- [Extrait]:
------------------------

Dans les quinze (15) jours ouvrables qui suivent la réception de ces documents en bonne et due forme, le DONNEUR D’ORDRE vérifie et corrige s’il y a lieu la demande de paiement et en remet une copie à l’ADJUDICATAIRE dans les cinq (5) jours qui suivent.

Dans les trente (30) jours qui suivent l’envoi de la demande de paiement vérifié, l’ADJUDICATAIRE reçoit un chèque dont le montant est égal à la somme des valeurs contractuelles des travaux exécutés et figurant à la demande de paiement, cette somme est diminuée des acomptes déjà versés, de la retenue en conformité de l’article « Retenues » de la section 3 et de toutes sommes que le DONNEUR D’ORDRE doit retenir en vertu de la loi, du présent devis ou que l’ADJUDICATAIRE peut lui devoir pour quelque raison que ce soit.

L’acceptation par l’ADJUDICATAIRE du paiement de la demande de paiement constitue par ce dernier, une reconnaissance qu’il n’a aucune réclamation à l’endroit du DONNEUR D’ORDRE, à l’exception de celle figurant à l’annexe intitulée « Quittance de l’ADJUDICATAIRE » de la présente section.

3.01.07           Demande de paiement

Les demandes de paiement sont présentées, mensuellement ou selon le calendrier de paiement établi par le DONNEUR D’ORDRE, au Professionnel Désigné au fur et à mesure de l’avancement des Travaux.

 

3.02   Retenues

3.02.01           Détermination du montant

Pour chaque demande de paiement, le DONNEUR D’ORDRE retient dix pour cent (10 %) de la valeur des travaux couverts par ladite demande.  La retenue, fixée à dix pour cent  (10 %) du montant du contrat, est faite dans le but de garantir l’exécution de toutes les obligations de l’ADJUDICATAIRE aux termes du contrat et pour assurer l’achèvement des travaux à la satisfaction du DONNEUR D’ORDRE.

La moitié de la retenue, soit 5 %, est payée à l’ADJUDICATAIRE dans les trente (30) jours suivant la réception avec réserve des travaux.  Malgré toute loi à l’effet contraire, l’autre moitié, soit 5 %, devient la retenue de garantir et ne sera remise à l’entrepreneur que dans les trente (30 jours suivant la réception sans réserve, à moins que celui-ci se prévale de l’article « SUBSTITUTION DE LA RETENUE DE GARANTIE » de la présente section, et ce, à la discrétion du DONNEUR D’ORDRE.  Le DONNEUR D’ORDRE ne paie aucun intérêt sur ces retenues.

------------------------

- [Consigne 1]: Dans l'extrait, remplacez « chèque » par « virement » et recopiez le passage qui commence aux mots « Dans les trente (30) jours qui » et s'arrête après « que ce soit. ».

- [Matériel de travail]:
------------------------

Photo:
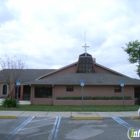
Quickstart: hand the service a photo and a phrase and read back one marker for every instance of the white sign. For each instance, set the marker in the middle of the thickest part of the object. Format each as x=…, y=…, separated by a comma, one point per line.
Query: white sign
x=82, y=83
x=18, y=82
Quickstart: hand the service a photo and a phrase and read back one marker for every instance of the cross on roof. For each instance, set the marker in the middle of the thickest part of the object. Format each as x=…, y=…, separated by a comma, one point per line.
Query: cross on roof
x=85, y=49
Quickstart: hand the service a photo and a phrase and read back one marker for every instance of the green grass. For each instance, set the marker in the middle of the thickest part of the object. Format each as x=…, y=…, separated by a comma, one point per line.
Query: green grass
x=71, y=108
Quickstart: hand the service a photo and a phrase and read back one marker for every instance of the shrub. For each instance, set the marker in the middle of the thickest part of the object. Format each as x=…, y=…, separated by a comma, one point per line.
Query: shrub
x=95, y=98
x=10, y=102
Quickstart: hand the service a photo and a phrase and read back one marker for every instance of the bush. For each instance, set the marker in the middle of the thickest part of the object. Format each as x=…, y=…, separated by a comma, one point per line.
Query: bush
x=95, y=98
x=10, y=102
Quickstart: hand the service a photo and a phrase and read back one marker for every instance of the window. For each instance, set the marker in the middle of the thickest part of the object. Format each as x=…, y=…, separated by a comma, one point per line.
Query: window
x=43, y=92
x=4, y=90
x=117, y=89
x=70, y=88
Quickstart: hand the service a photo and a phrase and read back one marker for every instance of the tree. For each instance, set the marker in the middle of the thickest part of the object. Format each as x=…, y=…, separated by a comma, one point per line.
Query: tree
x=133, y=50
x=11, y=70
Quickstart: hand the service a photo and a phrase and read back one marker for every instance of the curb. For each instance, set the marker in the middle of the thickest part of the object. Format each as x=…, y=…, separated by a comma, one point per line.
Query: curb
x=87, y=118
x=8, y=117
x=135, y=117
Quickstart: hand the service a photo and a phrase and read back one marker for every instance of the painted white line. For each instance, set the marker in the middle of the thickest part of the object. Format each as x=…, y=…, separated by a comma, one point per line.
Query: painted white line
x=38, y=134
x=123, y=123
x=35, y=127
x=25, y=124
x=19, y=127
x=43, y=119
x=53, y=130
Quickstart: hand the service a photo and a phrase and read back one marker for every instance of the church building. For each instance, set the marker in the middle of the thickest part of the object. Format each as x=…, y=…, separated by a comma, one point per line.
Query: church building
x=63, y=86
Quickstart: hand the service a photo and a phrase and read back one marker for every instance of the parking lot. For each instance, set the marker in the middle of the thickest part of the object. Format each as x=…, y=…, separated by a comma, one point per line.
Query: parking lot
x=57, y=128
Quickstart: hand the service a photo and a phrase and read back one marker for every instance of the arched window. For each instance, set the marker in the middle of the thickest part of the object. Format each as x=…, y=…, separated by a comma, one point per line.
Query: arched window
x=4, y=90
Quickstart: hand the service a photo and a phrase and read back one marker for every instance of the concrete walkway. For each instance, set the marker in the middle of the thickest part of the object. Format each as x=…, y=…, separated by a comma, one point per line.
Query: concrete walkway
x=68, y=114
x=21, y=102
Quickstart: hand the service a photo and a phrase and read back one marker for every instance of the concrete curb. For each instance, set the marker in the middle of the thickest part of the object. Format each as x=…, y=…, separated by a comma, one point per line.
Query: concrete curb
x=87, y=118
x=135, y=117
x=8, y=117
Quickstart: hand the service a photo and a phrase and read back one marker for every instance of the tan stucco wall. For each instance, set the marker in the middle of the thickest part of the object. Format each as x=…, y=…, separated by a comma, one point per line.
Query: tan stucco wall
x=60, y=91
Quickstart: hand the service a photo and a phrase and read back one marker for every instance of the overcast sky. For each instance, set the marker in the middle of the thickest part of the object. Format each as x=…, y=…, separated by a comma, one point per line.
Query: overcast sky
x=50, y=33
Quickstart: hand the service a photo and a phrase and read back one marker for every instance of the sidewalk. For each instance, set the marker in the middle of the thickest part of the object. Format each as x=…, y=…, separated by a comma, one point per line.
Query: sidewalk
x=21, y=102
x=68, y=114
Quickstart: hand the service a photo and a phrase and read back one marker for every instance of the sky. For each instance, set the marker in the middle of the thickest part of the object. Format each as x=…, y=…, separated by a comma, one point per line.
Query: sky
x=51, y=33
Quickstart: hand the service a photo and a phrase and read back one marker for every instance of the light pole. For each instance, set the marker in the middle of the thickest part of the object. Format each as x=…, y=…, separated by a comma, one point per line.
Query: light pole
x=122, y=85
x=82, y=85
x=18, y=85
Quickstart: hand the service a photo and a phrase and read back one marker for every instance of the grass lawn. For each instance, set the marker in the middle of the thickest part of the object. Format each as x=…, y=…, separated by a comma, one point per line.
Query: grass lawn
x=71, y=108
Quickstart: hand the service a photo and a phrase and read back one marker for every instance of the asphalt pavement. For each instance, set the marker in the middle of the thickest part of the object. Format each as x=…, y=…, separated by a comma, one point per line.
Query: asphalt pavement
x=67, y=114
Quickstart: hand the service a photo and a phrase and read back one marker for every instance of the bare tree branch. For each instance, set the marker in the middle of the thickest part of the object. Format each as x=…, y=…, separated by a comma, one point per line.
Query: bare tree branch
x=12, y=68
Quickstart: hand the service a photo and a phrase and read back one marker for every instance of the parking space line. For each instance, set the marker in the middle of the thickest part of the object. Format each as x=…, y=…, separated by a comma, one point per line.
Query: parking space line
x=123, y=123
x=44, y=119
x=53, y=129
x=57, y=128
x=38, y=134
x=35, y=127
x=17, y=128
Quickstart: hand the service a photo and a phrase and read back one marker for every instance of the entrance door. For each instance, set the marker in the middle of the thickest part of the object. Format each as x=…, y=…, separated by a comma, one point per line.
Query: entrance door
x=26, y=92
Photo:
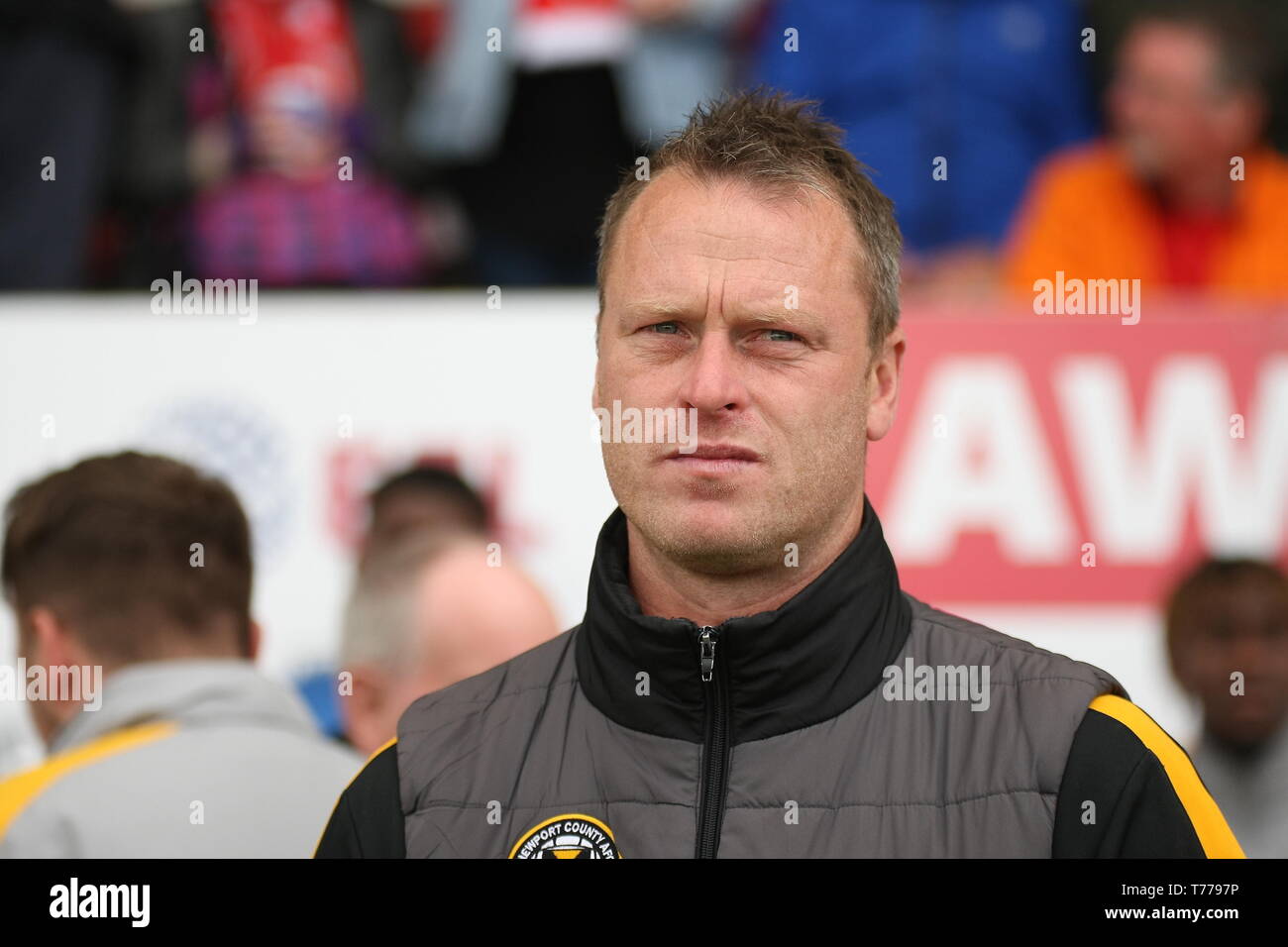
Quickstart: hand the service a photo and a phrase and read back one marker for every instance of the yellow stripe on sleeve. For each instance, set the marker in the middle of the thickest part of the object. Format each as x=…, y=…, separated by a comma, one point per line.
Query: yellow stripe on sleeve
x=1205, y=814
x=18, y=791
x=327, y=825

------------------------

- [Consigne 2]: Recopiez mot pour mot les lignes de la liste, en partant de la ligne qui contient « of the sky. » et en vous arrêtant après celle qui contient « x=67, y=114 ».

- [Réponse 1]:
Dans les trente (30) jours qui suivent l’envoi de la demande de paiement vérifié, l’ADJUDICATAIRE reçoit un virement dont le montant est égal à la somme des valeurs contractuelles des travaux exécutés et figurant à la demande de paiement, cette somme est diminuée des acomptes déjà versés, de la retenue en conformité de l’article « Retenues » de la section 3 et de toutes sommes que le DONNEUR D’ORDRE doit retenir en vertu de la loi, du présent devis ou que l’ADJUDICATAIRE peut lui devoir pour quelque raison que ce soit.

- [Réponse 2]:
Quickstart: hand the service a photo and a phrase and read back one marker for every instance of the sky. For each instance, set the marker in the middle of the thickest part of the object. Format each as x=…, y=…, separated by a comma, one point per line.
Query: sky
x=51, y=33
Quickstart: hand the service a photo and a phrase and read back one marker for every instance of the light pole. For each instance, set the marker in the middle of the thickest part of the object. Format each as x=…, y=…, separated by a comma, one point per line.
Query: light pole
x=122, y=85
x=82, y=85
x=18, y=85
Quickstart: hand the service a photo and a phrase and read back one marker for every instance of the grass lawn. For each instance, set the marker in the middle of the thickest part of the object. Format each as x=…, y=…, separated by a comma, one point per line.
Query: grass lawn
x=71, y=108
Quickstart: hand the service a photo and a phrase and read back one marker for every instance of the asphalt pavement. For each instance, set the marker in the middle of the thickest part of the object. Format each as x=…, y=…, separated by a comma, one point per line.
Query: asphalt pavement
x=67, y=114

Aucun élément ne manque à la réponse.